» **Extract**:
......

All winter we have heard how good the Washington Nationals are going to be.
And rightfully so by the way.
The Nats won a major-league best 98 games in 2012, and should be even better this year without an innings restriction for Stephen Strasburg and the additions of center fielder Denard Span, righty Dan Haren and reliever Rafael Soriano.
In fact, most in D.C. think the Nats are basically playing a 162-game exhibition until October. It's almost a fait accompli that the Nats are going to win a second straight division title.
But, then again weren't we saying the same thing about the Miami Marlins this time last year? How'd that work out?
Unlike Miami, though, the Nats actually have last year's team to back up their enormous expectations. But, while it was a trendy pick, Washington essentially came out of nowhere a year ago. It's not always easy when the shoe is on the other foot, particularly when the team now doing the hunting is one that had won five straight division titles before last season.

......

» **Job 1**: Translate this sentence from the Nationals piece into Spanish: "All winter we have heard how good the Washington Nationals are going to be."
» **Job 2**: Continue the article on the Washington Nationals' expectations from the point where it stops.

......

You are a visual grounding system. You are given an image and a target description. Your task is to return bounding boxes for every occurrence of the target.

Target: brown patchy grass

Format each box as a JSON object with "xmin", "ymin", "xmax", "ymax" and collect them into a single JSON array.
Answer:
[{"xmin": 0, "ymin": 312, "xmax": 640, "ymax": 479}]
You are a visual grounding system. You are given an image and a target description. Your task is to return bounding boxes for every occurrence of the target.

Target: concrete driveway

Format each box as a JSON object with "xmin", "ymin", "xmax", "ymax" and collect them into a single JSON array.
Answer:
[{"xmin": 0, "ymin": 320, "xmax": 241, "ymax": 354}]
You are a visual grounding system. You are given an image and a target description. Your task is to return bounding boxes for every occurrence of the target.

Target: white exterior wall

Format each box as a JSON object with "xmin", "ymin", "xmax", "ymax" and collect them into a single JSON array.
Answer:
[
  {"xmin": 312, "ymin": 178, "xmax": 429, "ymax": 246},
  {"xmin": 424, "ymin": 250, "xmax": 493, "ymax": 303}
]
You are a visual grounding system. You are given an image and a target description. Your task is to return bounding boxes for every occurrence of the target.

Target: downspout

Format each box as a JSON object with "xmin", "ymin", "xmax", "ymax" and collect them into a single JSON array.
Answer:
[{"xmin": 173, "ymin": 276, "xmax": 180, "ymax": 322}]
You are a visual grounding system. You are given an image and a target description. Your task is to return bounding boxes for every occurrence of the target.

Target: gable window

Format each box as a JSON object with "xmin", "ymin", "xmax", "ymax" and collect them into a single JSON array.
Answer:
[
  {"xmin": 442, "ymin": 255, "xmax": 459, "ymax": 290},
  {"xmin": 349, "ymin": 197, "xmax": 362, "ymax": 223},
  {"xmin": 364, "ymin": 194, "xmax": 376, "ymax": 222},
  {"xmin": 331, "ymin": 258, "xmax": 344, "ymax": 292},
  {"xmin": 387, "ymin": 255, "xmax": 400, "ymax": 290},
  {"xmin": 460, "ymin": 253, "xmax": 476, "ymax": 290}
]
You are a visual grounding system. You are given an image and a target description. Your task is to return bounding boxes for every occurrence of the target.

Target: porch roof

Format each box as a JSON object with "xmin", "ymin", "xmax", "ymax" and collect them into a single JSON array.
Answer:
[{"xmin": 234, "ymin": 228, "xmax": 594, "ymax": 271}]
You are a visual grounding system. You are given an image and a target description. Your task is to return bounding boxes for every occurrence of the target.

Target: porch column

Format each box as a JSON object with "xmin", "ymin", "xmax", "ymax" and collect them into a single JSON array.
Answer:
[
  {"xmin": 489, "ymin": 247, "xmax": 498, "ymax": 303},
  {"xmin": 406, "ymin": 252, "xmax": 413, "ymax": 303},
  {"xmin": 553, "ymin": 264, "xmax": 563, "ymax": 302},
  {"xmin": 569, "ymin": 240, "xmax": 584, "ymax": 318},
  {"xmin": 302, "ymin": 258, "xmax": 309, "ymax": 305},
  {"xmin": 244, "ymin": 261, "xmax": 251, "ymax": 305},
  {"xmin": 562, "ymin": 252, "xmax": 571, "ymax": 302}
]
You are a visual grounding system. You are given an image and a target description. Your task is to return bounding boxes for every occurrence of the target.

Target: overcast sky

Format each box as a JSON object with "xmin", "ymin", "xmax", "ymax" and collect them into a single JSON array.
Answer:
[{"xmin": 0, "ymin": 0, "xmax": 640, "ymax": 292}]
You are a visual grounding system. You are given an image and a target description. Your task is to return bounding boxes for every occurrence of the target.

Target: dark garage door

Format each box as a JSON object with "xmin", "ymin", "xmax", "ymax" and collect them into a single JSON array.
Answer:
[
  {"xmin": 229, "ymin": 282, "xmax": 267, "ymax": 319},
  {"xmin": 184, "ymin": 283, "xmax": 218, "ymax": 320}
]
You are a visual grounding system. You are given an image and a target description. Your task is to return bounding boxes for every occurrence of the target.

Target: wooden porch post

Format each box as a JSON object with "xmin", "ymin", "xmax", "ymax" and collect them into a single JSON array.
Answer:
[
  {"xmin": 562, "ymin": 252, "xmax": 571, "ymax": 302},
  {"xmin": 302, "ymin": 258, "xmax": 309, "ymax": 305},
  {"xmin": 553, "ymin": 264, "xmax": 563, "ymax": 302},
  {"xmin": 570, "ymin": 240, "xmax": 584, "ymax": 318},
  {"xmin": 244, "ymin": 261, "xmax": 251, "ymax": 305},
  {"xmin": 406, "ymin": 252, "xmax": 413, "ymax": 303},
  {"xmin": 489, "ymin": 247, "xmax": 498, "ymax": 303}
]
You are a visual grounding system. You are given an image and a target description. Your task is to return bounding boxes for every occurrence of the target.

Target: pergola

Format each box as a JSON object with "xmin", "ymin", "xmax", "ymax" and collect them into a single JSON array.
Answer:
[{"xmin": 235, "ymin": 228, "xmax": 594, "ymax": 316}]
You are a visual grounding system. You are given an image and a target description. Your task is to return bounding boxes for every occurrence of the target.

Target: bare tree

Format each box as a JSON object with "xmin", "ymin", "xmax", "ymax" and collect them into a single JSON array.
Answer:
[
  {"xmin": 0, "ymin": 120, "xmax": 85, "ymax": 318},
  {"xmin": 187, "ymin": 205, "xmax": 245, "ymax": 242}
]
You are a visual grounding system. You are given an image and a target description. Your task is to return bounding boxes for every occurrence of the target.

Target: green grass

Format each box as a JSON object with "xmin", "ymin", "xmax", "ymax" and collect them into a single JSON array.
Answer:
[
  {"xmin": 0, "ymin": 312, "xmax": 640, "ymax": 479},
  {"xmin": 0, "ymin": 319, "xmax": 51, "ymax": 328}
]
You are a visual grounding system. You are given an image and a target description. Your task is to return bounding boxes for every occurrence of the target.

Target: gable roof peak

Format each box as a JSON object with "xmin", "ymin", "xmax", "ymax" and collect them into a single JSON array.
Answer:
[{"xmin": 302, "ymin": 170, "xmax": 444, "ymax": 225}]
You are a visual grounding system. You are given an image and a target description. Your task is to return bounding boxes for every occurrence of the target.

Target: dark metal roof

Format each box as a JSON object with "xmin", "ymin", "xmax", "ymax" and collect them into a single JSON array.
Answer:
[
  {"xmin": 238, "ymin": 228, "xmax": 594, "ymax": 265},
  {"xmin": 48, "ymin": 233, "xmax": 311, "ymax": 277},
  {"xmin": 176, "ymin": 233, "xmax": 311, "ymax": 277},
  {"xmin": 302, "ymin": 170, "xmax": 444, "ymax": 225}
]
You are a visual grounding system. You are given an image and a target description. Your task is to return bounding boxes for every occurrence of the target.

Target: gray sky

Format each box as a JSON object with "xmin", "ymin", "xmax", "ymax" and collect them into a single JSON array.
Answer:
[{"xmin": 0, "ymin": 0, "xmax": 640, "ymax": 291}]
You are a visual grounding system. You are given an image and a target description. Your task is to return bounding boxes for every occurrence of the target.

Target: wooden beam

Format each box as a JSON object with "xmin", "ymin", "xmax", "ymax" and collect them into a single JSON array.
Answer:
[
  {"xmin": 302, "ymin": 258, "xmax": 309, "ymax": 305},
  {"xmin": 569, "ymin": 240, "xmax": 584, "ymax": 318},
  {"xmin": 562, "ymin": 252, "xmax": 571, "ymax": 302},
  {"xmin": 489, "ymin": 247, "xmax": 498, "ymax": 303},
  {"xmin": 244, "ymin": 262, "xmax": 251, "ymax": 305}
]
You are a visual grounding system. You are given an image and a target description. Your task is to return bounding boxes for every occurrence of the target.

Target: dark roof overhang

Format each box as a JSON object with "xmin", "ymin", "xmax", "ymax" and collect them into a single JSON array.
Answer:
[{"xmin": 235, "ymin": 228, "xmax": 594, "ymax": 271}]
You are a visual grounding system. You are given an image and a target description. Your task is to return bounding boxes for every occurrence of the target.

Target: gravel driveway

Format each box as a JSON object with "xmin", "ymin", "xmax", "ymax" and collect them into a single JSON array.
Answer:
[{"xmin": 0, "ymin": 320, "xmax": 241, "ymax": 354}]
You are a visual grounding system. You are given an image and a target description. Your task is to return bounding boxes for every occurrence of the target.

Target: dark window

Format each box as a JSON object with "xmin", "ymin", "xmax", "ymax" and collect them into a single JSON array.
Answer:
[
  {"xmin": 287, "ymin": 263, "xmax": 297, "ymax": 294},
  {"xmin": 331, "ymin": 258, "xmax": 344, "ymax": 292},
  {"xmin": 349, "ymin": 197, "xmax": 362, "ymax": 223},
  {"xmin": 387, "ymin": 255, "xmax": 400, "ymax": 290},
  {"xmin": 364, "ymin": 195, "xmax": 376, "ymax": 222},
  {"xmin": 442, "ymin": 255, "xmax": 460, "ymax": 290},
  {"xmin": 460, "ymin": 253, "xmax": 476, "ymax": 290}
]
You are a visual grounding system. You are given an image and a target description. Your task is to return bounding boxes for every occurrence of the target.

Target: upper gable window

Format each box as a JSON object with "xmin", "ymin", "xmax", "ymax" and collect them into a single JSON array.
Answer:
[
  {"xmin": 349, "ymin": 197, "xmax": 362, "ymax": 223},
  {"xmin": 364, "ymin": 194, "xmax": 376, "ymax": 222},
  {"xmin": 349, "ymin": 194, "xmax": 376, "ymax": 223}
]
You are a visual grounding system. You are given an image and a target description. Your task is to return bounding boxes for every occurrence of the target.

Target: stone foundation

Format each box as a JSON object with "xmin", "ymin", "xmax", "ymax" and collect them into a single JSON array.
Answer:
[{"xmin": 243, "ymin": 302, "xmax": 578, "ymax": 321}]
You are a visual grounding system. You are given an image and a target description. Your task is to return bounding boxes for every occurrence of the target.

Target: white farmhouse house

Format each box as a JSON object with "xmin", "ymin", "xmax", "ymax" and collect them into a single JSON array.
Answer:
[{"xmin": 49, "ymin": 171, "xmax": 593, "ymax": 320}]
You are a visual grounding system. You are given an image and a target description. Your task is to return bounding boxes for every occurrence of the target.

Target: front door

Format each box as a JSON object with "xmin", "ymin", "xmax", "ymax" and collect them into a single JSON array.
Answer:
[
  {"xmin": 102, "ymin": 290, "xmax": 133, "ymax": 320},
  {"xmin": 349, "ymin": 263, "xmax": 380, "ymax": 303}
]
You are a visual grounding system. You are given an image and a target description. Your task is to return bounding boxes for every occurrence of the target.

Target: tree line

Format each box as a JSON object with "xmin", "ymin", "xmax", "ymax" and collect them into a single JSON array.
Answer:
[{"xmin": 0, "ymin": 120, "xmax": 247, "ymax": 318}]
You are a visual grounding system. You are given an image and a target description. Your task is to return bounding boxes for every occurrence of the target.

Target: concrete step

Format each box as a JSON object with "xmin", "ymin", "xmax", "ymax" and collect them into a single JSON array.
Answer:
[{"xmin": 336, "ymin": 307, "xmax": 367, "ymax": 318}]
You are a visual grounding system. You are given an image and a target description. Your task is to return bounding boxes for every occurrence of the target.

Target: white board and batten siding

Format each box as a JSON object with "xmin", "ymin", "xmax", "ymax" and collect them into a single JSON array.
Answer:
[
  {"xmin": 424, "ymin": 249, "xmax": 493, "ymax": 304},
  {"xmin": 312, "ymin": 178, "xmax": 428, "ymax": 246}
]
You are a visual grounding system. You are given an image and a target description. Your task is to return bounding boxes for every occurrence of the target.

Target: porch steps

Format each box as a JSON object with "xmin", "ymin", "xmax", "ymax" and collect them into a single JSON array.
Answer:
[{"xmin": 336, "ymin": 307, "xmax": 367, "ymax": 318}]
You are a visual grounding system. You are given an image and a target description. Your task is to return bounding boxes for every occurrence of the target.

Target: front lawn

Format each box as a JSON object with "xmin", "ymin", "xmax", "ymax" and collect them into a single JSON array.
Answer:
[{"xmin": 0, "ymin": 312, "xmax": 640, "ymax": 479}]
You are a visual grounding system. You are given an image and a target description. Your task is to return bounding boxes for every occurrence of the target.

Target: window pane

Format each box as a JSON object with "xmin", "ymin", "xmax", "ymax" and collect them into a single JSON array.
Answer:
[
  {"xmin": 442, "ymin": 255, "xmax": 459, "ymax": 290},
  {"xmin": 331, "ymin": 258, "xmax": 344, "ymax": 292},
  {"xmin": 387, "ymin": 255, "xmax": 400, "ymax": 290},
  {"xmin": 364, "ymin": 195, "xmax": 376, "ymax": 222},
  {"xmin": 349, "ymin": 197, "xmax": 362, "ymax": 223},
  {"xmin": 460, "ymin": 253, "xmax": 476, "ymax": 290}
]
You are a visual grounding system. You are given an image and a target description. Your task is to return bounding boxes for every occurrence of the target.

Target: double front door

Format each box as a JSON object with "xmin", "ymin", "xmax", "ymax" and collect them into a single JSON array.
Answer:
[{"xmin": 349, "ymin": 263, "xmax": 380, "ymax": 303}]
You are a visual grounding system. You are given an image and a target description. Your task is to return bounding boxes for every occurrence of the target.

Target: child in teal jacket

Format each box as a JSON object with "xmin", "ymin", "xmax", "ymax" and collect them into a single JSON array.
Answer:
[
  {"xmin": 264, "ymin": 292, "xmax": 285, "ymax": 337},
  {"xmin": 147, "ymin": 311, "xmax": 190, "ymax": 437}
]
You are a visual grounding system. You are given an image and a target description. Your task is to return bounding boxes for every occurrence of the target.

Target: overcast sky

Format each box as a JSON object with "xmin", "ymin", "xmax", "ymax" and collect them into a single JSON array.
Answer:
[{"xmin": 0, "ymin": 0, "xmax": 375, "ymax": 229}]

......

» **Written answer 1**: Durante todo el invierno hemos oído lo buenos que van a ser los Washington Nationals.

» **Written answer 2**:
The Philadelphia Phillies know all about expectations and entered the 2012 campaign as a heavy favorite to win a sixth consecutive division title. However, things didn't go as planned. Sluggers Chase Utley and Ryan Howard started the year on the disabled list and were really never a factor. Not helping was the fact that Roy Halladay seemed off all year, and he and Cliff Lee combined to win just 17 games.
In fact, besides Utley and Howard, 15 other players spent time on the DL, including Halladay, Lee, Vance Worley, Carlos Ruiz, Mike Stutes, Jim Thome and Placido Polanco.
All in all it added up to a team that finished 81-81 - down 21 wins from their franchise-record total in 2011 - and good enough for a third-place finish in the NL East.
Fast forward a year and things are a little different. Expectations are as low as they've been in sometime in Philadelphia. But, there are some signs that they, in fact, could be primed for a huge bounce-back season.
Utley and Howard are healthy and barring something happening in the next month will be in the middle of the Phillies' lineup on Opening Day. And that pitching staff, if it's right, should again be one of the best in baseball.
The injuries certainly didn't help, but bad luck may have played a part in the Phils' struggles last season, too. Take Lee for instance. The former American League Cy Young Award winner managed just six wins in 30 starts, but ranked first in baseball in strikeout-to-walk ratio (7.39), ninth in strikeouts (207) and WHIP (1.11). He also pitched to a 2.14 ERA over his final 13 starts of the season.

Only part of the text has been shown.